## [GIVEN PROBLEM]
Restate, word for word, all of the material shown below.

────────

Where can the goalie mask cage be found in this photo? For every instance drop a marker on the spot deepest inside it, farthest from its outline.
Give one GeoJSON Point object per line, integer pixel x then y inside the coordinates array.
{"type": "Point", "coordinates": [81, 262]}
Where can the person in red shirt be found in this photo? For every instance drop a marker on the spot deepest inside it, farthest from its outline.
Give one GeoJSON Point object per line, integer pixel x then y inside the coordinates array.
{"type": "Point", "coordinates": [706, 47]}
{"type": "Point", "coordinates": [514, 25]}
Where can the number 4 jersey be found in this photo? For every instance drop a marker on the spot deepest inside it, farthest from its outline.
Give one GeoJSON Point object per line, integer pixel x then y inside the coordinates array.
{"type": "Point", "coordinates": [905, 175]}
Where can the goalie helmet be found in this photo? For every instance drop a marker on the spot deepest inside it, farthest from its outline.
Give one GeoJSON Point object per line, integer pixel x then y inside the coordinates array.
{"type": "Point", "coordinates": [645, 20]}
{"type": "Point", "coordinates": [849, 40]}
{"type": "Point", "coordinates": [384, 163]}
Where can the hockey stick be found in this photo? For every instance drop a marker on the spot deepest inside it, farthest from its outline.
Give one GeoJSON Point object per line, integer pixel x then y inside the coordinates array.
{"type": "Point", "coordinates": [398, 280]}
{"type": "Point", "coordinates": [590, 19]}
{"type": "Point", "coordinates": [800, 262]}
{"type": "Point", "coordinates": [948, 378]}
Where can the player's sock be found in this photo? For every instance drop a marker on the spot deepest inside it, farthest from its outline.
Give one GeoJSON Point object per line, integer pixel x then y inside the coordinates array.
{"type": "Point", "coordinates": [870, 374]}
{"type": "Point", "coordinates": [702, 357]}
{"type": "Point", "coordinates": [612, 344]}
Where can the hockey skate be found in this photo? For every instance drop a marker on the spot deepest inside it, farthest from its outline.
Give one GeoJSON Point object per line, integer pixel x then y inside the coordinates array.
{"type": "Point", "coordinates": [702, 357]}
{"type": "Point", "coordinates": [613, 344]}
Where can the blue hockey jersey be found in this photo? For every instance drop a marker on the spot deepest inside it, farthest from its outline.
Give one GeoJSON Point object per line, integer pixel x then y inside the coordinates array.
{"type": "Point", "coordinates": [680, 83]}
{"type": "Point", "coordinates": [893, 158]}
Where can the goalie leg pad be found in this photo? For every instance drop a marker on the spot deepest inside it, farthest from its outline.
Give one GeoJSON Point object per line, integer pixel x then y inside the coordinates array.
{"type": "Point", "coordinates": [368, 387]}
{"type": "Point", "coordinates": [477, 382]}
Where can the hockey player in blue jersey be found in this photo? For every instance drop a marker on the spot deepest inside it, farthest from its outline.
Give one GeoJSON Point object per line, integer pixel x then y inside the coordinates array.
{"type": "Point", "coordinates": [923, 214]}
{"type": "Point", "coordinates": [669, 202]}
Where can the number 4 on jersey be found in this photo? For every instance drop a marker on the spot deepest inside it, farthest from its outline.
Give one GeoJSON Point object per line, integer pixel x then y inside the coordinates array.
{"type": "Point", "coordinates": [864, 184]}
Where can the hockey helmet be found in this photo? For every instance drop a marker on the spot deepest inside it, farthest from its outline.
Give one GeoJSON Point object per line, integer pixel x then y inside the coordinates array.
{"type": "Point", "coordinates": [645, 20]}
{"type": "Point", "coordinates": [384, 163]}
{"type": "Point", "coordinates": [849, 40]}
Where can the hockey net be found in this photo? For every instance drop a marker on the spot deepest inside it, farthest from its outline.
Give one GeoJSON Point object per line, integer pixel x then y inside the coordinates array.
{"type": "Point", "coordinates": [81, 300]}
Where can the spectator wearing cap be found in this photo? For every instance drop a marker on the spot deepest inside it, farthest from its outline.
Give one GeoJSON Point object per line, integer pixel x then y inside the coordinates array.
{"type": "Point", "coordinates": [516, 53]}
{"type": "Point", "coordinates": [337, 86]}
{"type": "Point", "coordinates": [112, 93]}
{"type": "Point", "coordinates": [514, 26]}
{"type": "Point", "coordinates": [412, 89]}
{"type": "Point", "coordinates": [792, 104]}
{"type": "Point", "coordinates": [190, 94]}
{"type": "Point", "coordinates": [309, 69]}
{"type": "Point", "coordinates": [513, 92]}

────────

## [SOLUTION TO THE EXERCISE]
Where can the goalie mask cage be found in this photo? For every instance drop a marker on the spot deepest inside it, farthest from its outline.
Give one GeoJSON Point object per line, integer pixel x then y inside the coordinates array.
{"type": "Point", "coordinates": [81, 262]}
Where can the person in red shirt be found in this photo? For every instance drop a marker on the spot deepest inside it, farthest from its outline.
Give one GeoJSON Point object per line, integer pixel x then y inside the coordinates array.
{"type": "Point", "coordinates": [706, 47]}
{"type": "Point", "coordinates": [514, 25]}
Where can the number 4 jersey be found in this photo? For every instance drop a marker on the spot deepest inside it, farthest from its outline.
Give one GeoJSON Point object per line, integer pixel x then y inside the coordinates array.
{"type": "Point", "coordinates": [905, 175]}
Where can the goalie helmet be found in this photo? For every instance drop a marker on the spot deepest inside it, farthest from its outline.
Give one GeoJSON Point object per line, integer pixel x then y inside the coordinates array.
{"type": "Point", "coordinates": [645, 20]}
{"type": "Point", "coordinates": [849, 40]}
{"type": "Point", "coordinates": [384, 163]}
Where can the hockey stick be found in this photo? For every instance drop a marker on the spot deepest inside it, farthest from its outline.
Give one GeoJSON Point object per line, integer pixel x then y inside the coordinates array.
{"type": "Point", "coordinates": [398, 280]}
{"type": "Point", "coordinates": [590, 19]}
{"type": "Point", "coordinates": [800, 262]}
{"type": "Point", "coordinates": [948, 378]}
Where can the player's sock be found in this photo? For every instance drop a marker on the spot deepest inside it, farthest from its outline.
Give one GeoJSON Point object per line, integer pixel x then y inside the coordinates array.
{"type": "Point", "coordinates": [870, 374]}
{"type": "Point", "coordinates": [702, 357]}
{"type": "Point", "coordinates": [612, 344]}
Where can the hockey skate be found in this photo? For every instance drop a marker on the spot deepest inside it, farthest from its outline.
Give one GeoJSON Point object per line, integer pixel x then y inside the coordinates array.
{"type": "Point", "coordinates": [702, 357]}
{"type": "Point", "coordinates": [613, 344]}
Where can the blue hockey jersey be found in this photo? For every instance drop a marker on the spot deepest inside it, farthest from its outline.
Give one GeoJSON Point object per line, integer pixel x then y inside the coordinates array.
{"type": "Point", "coordinates": [680, 83]}
{"type": "Point", "coordinates": [893, 158]}
Where can the goalie leg pad be found in this photo? For every instance drop a marker on the spot deepest inside it, farthest from its outline.
Give one GeoJSON Point object per line, integer pixel x then y inside the coordinates array.
{"type": "Point", "coordinates": [368, 387]}
{"type": "Point", "coordinates": [477, 382]}
Where can the hockey player in blue jersey be found in this photo? For every instance drop a marker on the spot deepest inside it, farthest from its outline.
Give one GeoJSON Point object per line, integer pixel x then y inside the coordinates array.
{"type": "Point", "coordinates": [923, 214]}
{"type": "Point", "coordinates": [669, 202]}
Where can the number 4 on jersey be found in this photo? For every instance drop a marker on the spot deepest inside it, farthest from its outline.
Give one GeoJSON Point object per line, integer pixel x then y inside the coordinates array.
{"type": "Point", "coordinates": [864, 184]}
Where can the hockey helmet be found in this photo? For every instance drop a marker on the spot deepest inside it, farthest from its outline.
Give one GeoJSON Point object per line, integer pixel x then y inside the coordinates array.
{"type": "Point", "coordinates": [645, 20]}
{"type": "Point", "coordinates": [384, 163]}
{"type": "Point", "coordinates": [849, 40]}
Where can the hockey net be found in this photo? For every instance drop a marker on the spot deepest inside it, farthest from its outline.
Give one GeoJSON Point object per line, integer pixel x then y inside the coordinates array.
{"type": "Point", "coordinates": [81, 300]}
Where can the spectator wearing cap be found in this photo? For every instance drop a marker on the spot deepest inside it, farthest from its outline.
Give one GeoJSON Point object per line, integer pixel x then y inside the coordinates array.
{"type": "Point", "coordinates": [516, 53]}
{"type": "Point", "coordinates": [337, 86]}
{"type": "Point", "coordinates": [112, 93]}
{"type": "Point", "coordinates": [514, 26]}
{"type": "Point", "coordinates": [412, 89]}
{"type": "Point", "coordinates": [792, 104]}
{"type": "Point", "coordinates": [190, 94]}
{"type": "Point", "coordinates": [309, 69]}
{"type": "Point", "coordinates": [513, 92]}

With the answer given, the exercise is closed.